[Start of section]

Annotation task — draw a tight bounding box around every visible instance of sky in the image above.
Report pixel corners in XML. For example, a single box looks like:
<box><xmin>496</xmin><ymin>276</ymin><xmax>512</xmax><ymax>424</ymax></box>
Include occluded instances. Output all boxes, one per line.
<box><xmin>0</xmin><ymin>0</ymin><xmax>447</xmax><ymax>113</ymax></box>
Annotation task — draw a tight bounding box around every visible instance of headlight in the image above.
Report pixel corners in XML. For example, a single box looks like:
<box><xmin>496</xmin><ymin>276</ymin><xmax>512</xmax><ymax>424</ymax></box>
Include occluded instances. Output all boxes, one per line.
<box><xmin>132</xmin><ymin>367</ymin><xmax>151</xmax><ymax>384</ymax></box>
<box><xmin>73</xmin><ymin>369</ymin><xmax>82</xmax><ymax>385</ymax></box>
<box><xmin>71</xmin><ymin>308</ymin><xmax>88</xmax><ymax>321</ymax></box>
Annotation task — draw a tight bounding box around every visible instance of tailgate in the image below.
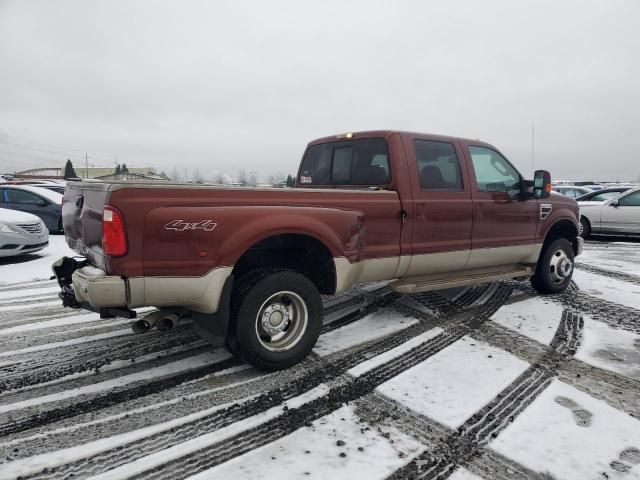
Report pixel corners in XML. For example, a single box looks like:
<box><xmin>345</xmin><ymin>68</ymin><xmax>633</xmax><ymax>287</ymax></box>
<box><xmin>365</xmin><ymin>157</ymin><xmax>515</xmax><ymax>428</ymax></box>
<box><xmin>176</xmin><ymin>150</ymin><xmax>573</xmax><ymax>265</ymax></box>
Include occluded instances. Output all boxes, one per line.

[End of section]

**REQUIRED ACTION:** If a line in the listing holds the word "task", copy it out.

**YOUR SOLUTION:**
Annotation task — draw a tight bounding box around every visible instance of sky in the image above.
Annotation task — draw a tight bounding box around every visible instance of headlight in the image above.
Annotation task — draw a tight bounding box around every visible instance of tailgate in the image below.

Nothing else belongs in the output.